- **The exercise**
Copy every line of the records, character for character, from the line containing "Task: tag the tractor" down through the last line.

- **Information provided**

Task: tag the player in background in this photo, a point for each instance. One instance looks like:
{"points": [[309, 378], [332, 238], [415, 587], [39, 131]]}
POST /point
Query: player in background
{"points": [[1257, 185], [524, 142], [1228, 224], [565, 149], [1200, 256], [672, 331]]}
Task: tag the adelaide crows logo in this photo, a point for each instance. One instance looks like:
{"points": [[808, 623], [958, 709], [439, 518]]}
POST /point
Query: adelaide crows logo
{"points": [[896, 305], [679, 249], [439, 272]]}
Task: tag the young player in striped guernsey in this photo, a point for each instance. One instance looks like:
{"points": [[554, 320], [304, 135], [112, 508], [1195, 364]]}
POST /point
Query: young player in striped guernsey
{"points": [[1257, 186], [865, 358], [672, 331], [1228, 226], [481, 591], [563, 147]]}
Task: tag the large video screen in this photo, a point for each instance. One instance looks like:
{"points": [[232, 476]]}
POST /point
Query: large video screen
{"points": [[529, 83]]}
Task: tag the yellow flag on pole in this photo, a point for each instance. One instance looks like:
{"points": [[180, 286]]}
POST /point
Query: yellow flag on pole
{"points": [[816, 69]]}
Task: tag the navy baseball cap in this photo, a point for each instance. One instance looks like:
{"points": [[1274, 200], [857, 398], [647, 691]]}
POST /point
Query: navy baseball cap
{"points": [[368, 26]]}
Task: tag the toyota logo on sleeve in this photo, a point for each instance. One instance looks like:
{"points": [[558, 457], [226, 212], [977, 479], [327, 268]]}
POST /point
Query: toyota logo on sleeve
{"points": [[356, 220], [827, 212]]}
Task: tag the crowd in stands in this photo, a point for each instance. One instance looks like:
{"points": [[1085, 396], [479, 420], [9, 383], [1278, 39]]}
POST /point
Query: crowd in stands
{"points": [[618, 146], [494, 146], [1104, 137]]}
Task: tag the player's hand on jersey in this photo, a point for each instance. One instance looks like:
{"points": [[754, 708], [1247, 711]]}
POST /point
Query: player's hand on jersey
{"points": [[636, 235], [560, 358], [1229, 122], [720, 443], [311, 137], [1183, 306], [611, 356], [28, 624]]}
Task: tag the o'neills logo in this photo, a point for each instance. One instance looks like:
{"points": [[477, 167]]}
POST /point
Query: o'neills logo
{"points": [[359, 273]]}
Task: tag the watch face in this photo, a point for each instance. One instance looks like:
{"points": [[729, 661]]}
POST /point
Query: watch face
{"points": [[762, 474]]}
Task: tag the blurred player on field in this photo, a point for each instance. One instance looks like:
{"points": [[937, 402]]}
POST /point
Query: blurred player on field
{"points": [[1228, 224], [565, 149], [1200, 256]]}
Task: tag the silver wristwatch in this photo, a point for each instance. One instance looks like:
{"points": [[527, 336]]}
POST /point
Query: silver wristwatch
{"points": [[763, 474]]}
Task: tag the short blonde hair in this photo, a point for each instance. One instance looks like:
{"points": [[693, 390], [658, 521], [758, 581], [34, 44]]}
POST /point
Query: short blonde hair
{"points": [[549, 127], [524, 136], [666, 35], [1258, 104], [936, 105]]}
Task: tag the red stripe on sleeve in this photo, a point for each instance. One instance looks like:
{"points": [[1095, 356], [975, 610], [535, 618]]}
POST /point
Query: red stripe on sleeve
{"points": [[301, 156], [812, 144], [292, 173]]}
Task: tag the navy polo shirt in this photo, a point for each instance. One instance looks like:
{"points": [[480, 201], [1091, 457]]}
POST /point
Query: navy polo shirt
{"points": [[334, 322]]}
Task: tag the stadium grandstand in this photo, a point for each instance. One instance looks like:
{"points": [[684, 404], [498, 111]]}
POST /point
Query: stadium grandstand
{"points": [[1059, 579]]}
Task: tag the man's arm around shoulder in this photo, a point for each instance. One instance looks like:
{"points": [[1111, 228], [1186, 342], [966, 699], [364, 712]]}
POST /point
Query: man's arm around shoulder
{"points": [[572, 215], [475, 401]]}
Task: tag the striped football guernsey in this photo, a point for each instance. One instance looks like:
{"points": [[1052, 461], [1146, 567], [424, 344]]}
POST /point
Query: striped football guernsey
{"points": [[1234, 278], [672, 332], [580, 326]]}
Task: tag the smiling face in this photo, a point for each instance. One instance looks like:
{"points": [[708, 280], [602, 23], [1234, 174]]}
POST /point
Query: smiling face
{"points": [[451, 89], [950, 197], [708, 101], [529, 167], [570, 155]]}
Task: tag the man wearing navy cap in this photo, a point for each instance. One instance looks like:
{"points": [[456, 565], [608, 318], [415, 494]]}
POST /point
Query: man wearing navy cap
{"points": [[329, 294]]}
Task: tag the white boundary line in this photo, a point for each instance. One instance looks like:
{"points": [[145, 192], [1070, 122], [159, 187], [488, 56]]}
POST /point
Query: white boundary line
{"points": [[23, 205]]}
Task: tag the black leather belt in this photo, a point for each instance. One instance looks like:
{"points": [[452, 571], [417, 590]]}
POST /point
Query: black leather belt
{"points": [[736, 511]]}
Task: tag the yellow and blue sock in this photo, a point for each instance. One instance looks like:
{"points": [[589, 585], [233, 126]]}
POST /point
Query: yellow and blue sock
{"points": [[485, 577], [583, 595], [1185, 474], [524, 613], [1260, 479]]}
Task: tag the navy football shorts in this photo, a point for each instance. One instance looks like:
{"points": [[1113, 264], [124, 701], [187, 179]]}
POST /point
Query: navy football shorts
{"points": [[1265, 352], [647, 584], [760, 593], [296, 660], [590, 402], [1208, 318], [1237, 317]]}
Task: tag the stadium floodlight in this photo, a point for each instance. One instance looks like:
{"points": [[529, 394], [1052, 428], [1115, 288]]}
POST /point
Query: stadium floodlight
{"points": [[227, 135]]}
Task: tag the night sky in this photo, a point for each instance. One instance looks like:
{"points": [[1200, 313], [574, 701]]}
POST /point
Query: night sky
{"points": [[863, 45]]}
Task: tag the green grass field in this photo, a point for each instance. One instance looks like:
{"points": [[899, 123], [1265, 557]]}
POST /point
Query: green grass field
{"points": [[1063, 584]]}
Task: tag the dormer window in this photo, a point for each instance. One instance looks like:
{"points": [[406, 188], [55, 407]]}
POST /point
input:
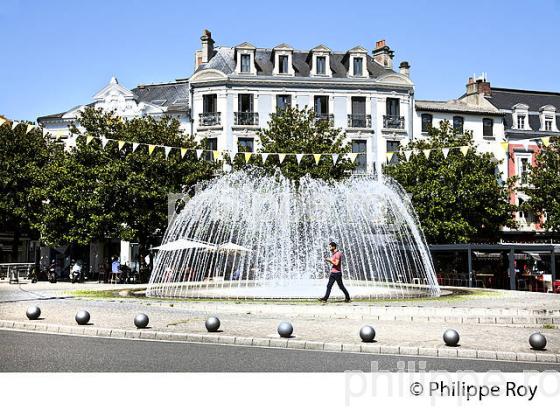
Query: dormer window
{"points": [[358, 66], [283, 64], [245, 59], [321, 65], [245, 63]]}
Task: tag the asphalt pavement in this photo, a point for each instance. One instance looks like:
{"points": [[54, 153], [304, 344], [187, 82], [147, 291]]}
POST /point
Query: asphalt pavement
{"points": [[40, 352]]}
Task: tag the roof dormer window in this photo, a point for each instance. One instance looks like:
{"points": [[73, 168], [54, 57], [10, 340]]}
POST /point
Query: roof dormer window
{"points": [[320, 61], [547, 116], [245, 59], [282, 60]]}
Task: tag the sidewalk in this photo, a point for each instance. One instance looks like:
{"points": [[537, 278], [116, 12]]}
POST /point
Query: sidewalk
{"points": [[488, 328]]}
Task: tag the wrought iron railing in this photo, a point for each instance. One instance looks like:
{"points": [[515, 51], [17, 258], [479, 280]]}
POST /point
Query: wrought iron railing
{"points": [[393, 121], [359, 121], [246, 118], [208, 119]]}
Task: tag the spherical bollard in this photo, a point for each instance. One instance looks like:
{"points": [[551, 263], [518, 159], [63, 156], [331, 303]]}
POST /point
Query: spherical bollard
{"points": [[367, 333], [33, 312], [82, 317], [451, 337], [141, 321], [537, 341], [212, 324], [285, 329]]}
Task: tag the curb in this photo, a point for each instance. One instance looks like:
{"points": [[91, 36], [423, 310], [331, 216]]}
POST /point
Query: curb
{"points": [[293, 343]]}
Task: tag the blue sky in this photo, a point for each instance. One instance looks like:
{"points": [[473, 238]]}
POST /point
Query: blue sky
{"points": [[58, 54]]}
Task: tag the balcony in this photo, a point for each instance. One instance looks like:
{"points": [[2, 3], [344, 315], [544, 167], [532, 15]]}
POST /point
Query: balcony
{"points": [[359, 121], [209, 119], [393, 122], [246, 118], [325, 117]]}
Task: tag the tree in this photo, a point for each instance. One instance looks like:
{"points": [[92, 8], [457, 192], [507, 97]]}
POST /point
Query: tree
{"points": [[100, 192], [298, 131], [458, 198], [22, 157], [543, 186]]}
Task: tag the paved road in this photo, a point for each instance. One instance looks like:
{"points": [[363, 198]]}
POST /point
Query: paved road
{"points": [[37, 352]]}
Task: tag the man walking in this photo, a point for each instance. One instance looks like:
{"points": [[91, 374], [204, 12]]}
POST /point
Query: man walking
{"points": [[336, 273]]}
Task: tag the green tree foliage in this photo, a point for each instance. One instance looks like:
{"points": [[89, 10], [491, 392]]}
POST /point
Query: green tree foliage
{"points": [[544, 186], [297, 131], [97, 193], [458, 199], [22, 158]]}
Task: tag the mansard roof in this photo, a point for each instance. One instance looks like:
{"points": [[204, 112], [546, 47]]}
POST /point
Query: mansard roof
{"points": [[224, 61]]}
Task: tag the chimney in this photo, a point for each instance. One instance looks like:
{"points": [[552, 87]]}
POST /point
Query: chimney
{"points": [[404, 68], [207, 47], [383, 54]]}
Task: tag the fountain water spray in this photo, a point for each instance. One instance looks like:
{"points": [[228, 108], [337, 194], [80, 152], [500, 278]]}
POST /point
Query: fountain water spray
{"points": [[248, 235]]}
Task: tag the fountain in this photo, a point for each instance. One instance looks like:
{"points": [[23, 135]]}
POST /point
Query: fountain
{"points": [[249, 235]]}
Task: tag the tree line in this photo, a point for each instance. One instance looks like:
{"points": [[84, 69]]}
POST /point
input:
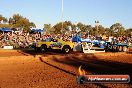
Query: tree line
{"points": [[22, 23], [116, 29], [16, 21]]}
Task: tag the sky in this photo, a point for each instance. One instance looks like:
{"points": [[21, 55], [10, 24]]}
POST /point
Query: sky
{"points": [[41, 12]]}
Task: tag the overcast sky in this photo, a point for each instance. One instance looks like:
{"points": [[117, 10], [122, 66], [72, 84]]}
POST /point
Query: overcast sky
{"points": [[41, 12]]}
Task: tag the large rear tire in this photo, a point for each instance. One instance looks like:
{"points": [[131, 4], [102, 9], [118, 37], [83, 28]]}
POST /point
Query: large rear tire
{"points": [[120, 49]]}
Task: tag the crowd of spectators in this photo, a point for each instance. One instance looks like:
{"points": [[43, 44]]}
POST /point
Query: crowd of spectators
{"points": [[25, 40]]}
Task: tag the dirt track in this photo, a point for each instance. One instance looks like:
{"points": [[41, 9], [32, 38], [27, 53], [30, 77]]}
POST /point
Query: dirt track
{"points": [[26, 69]]}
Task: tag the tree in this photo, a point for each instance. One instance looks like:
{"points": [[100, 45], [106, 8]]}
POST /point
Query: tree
{"points": [[117, 29]]}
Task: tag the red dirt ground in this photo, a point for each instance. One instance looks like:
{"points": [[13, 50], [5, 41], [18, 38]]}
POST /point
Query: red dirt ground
{"points": [[27, 69]]}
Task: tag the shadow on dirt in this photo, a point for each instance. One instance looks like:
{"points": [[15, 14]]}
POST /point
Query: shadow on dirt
{"points": [[92, 64], [49, 52]]}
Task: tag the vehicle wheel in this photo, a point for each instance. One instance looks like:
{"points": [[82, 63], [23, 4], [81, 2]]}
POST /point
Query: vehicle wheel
{"points": [[66, 49], [120, 49], [43, 48], [124, 48]]}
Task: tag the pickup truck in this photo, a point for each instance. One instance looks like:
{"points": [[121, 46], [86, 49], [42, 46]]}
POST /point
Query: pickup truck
{"points": [[52, 43]]}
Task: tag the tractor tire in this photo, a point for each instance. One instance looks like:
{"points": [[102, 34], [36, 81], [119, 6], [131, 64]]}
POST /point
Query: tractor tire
{"points": [[125, 48], [43, 48], [120, 49], [66, 49]]}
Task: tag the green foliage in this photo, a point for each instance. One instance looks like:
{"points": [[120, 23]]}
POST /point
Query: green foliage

- **Task result**
Task: tag the tractor tire in this photo, a point for each instance. One instance looks like:
{"points": [[102, 34], [36, 81], [119, 6], [131, 64]]}
POST /point
Query: tractor tire
{"points": [[125, 48], [43, 48], [120, 49], [66, 49]]}
Task: tag the green foliage in this photo, a point for each instance. One instance looks like:
{"points": [[120, 23]]}
POST /point
Query: green foliage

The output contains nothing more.